**Rows from a pointing dataset:**
==*==
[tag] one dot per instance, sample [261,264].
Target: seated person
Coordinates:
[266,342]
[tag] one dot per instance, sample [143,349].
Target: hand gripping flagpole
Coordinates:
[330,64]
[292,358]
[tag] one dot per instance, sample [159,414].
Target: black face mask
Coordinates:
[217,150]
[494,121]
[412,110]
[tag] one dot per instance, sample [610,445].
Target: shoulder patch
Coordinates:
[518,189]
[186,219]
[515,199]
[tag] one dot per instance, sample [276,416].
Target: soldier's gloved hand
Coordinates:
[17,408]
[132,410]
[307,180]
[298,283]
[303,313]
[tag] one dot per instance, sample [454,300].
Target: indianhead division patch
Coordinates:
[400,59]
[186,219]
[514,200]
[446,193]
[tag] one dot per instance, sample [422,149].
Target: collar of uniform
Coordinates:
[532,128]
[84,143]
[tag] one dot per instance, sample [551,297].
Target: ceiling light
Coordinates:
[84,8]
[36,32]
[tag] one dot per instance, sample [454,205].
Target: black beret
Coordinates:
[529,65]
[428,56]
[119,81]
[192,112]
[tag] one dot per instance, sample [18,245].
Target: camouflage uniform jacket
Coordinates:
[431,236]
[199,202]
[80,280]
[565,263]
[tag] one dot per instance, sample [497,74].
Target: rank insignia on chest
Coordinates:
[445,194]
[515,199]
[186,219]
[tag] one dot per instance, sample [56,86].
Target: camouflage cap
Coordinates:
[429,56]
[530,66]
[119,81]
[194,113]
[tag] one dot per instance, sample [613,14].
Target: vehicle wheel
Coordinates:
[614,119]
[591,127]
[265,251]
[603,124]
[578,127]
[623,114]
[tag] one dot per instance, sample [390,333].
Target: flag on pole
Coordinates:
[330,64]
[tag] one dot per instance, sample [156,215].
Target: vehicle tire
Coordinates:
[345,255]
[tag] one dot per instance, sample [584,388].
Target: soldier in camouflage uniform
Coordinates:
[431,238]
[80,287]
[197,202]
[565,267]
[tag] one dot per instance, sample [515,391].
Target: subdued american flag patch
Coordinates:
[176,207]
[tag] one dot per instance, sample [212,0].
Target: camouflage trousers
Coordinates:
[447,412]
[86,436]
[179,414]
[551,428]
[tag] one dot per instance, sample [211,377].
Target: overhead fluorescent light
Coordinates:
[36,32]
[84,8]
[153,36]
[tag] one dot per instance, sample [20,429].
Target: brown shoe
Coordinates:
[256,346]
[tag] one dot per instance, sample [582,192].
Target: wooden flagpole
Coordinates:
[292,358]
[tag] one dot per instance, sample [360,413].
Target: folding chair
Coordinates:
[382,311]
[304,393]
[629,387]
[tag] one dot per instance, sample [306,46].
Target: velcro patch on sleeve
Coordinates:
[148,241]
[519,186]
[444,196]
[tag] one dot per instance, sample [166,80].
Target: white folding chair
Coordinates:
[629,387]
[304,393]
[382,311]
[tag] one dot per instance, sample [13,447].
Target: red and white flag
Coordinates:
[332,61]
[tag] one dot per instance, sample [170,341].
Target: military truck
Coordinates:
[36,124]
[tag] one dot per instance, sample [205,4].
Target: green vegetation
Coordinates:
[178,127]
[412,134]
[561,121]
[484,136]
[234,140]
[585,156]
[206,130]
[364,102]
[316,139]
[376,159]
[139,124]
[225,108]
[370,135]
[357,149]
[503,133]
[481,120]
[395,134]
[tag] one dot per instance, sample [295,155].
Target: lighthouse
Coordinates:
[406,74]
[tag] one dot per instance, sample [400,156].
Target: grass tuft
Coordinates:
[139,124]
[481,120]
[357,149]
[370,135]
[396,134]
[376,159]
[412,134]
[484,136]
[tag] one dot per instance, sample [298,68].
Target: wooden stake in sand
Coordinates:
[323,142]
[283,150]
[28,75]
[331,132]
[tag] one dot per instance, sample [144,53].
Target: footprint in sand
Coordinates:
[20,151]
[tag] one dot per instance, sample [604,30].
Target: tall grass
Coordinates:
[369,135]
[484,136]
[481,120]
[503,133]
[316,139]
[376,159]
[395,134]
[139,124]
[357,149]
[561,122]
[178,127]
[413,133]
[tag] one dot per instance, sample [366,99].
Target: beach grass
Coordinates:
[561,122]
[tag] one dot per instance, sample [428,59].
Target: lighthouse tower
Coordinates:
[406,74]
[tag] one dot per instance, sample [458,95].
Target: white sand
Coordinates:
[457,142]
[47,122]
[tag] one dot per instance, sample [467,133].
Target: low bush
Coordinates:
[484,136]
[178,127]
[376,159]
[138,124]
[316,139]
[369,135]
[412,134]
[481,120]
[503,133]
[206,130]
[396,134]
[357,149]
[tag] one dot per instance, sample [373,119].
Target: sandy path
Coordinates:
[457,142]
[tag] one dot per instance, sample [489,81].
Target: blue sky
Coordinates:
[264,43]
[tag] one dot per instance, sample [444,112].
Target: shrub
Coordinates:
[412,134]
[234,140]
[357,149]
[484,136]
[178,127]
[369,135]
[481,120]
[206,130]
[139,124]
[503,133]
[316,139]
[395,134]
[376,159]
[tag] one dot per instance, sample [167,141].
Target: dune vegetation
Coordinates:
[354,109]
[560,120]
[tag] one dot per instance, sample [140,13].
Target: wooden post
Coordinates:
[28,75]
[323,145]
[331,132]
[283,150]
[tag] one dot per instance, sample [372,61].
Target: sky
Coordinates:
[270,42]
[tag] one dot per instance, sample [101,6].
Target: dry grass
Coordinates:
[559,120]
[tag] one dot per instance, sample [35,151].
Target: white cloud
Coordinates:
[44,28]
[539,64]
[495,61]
==*==
**What you need to do:** Begin at the line that has "[tag] one dot per instance, sample [372,61]." and stop at the end of the material, then write out those lines again with "dry grass" replaced by "brown grass" and everything else unchanged.

**Answer for this exercise:**
[tag] one dot per instance, sample [372,61].
Target: sky
Coordinates:
[270,42]
[tag] one dot per instance, sample [101,6].
Target: brown grass
Coordinates:
[559,120]
[tag] one dot per instance, sample [35,151].
Target: white cloud
Coordinates:
[44,28]
[539,64]
[495,61]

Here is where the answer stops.